(Photo object pointing records)
────

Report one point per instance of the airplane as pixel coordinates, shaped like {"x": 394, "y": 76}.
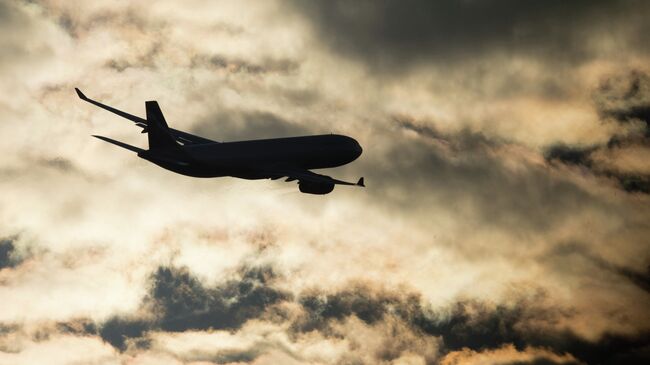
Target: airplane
{"x": 276, "y": 158}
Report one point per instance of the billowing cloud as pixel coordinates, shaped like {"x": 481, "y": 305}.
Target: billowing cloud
{"x": 505, "y": 218}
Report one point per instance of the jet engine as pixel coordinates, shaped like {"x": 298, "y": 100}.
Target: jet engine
{"x": 311, "y": 187}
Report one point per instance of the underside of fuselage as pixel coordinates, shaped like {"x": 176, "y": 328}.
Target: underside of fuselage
{"x": 258, "y": 159}
{"x": 191, "y": 155}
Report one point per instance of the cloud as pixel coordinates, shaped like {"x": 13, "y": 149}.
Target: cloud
{"x": 497, "y": 138}
{"x": 399, "y": 34}
{"x": 7, "y": 253}
{"x": 178, "y": 302}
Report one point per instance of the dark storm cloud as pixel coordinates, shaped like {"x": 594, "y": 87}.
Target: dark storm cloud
{"x": 10, "y": 256}
{"x": 467, "y": 168}
{"x": 527, "y": 321}
{"x": 178, "y": 301}
{"x": 570, "y": 155}
{"x": 625, "y": 97}
{"x": 236, "y": 125}
{"x": 398, "y": 33}
{"x": 7, "y": 258}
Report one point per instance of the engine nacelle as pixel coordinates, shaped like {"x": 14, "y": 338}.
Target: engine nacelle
{"x": 311, "y": 187}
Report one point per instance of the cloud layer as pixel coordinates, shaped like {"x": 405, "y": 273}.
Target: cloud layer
{"x": 505, "y": 219}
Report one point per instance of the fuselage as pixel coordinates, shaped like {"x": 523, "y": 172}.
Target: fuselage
{"x": 255, "y": 159}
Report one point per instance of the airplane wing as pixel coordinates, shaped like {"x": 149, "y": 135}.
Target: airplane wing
{"x": 307, "y": 175}
{"x": 182, "y": 137}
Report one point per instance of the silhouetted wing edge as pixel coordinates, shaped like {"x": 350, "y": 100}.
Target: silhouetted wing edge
{"x": 307, "y": 175}
{"x": 182, "y": 137}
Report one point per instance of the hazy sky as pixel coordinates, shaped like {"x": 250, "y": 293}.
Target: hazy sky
{"x": 506, "y": 218}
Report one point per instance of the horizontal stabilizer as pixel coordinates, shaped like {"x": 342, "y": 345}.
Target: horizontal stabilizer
{"x": 122, "y": 114}
{"x": 121, "y": 144}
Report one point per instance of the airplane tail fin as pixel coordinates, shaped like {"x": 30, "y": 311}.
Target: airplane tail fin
{"x": 160, "y": 139}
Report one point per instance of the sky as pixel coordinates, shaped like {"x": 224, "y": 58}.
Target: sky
{"x": 505, "y": 218}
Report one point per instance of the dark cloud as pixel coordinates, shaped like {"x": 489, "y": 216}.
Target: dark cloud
{"x": 122, "y": 331}
{"x": 235, "y": 125}
{"x": 570, "y": 155}
{"x": 8, "y": 255}
{"x": 468, "y": 169}
{"x": 178, "y": 301}
{"x": 399, "y": 33}
{"x": 524, "y": 322}
{"x": 625, "y": 97}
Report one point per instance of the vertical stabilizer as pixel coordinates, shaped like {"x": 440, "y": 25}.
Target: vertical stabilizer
{"x": 160, "y": 139}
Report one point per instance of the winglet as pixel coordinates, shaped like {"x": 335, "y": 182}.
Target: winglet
{"x": 81, "y": 95}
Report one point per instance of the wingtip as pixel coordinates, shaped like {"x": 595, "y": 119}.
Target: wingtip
{"x": 80, "y": 94}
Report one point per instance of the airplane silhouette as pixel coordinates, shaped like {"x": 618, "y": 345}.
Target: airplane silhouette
{"x": 276, "y": 158}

────

**Work to complete:**
Rewrite all of the records above with "pixel coordinates" changed to "image coordinates" everywhere and nothing else altered, leaving the pictures out.

**Problem solution:**
Report one point per instance of the airplane as image coordinates, shaped like {"x": 394, "y": 76}.
Target: airplane
{"x": 276, "y": 158}
Report one point per instance of the billowing cloud as image coordinates, shaped like {"x": 481, "y": 305}.
Target: billowing cloud
{"x": 505, "y": 218}
Report one point per instance of the jet engine as image coordinates, shaped like {"x": 298, "y": 100}.
Target: jet engine
{"x": 311, "y": 187}
Report one point per instance of the underside of fuselage as image coordinates, shaped like {"x": 176, "y": 328}.
Target: underside of fuselage
{"x": 258, "y": 159}
{"x": 191, "y": 155}
Report one point per instance of the cloud as image coordinates, shaped like {"x": 13, "y": 149}.
Target: cloud
{"x": 497, "y": 138}
{"x": 399, "y": 34}
{"x": 7, "y": 253}
{"x": 178, "y": 302}
Report one point per instance of the dark storm cloud as image coordinates, shaped like {"x": 594, "y": 87}.
Target: dark storm cloud
{"x": 10, "y": 256}
{"x": 467, "y": 168}
{"x": 527, "y": 321}
{"x": 178, "y": 301}
{"x": 570, "y": 155}
{"x": 625, "y": 97}
{"x": 236, "y": 125}
{"x": 398, "y": 33}
{"x": 7, "y": 258}
Report one point per instance of the engine nacelle as image coordinates, shaped like {"x": 14, "y": 338}.
Target: engine nacelle
{"x": 311, "y": 187}
Report one point per instance of the cloud layer as image coordinates, shaped like {"x": 405, "y": 273}.
Target: cloud layer
{"x": 505, "y": 219}
Report one point per instance of the fuselage as image coordinates, shaped like {"x": 523, "y": 172}.
Target: fuselage
{"x": 255, "y": 159}
Report one point per instance of the airplane wing as image coordinates, shaped like {"x": 149, "y": 135}.
Target: airplane wing
{"x": 307, "y": 175}
{"x": 182, "y": 137}
Report one point per instance of the silhouetted wing edge as image coordinates, shaped like {"x": 350, "y": 100}.
Target: silhouetted wing edge
{"x": 307, "y": 175}
{"x": 182, "y": 137}
Report one point per instance of the hazy sky as image coordinates, shaped like {"x": 250, "y": 293}.
Target: hazy sky
{"x": 506, "y": 218}
Report one point per instance of the horizontal stabilizer as image coordinates, shaped like {"x": 342, "y": 345}.
Target: horizontal stabilizer
{"x": 122, "y": 114}
{"x": 121, "y": 144}
Report one point per instance of the airplane tail fin as image coordinates, shaped like {"x": 30, "y": 311}.
Target: airplane tail fin
{"x": 160, "y": 139}
Report one point per instance of the sky as image coordinates, shaped like {"x": 224, "y": 58}.
Target: sky
{"x": 505, "y": 218}
Report one point per instance of the dark cloud as image coordinates, shaped like {"x": 489, "y": 216}.
Target: dark cloud
{"x": 122, "y": 331}
{"x": 235, "y": 125}
{"x": 570, "y": 155}
{"x": 8, "y": 255}
{"x": 468, "y": 169}
{"x": 178, "y": 301}
{"x": 399, "y": 33}
{"x": 524, "y": 322}
{"x": 625, "y": 97}
Report one point per instance of the vertical stabilizer as image coordinates, shaped like {"x": 440, "y": 25}.
Target: vertical stabilizer
{"x": 160, "y": 139}
Report one point per instance of the winglet as image coordinates, shaped like {"x": 335, "y": 182}.
Target: winglet
{"x": 81, "y": 95}
Report one point per instance of the wingtip as image coordinates, shaped like {"x": 595, "y": 119}.
Target: wingtip
{"x": 80, "y": 94}
Report one point per instance of the airplane silhouette as image coordinates, shaped like {"x": 618, "y": 345}.
Target: airplane silhouette
{"x": 276, "y": 158}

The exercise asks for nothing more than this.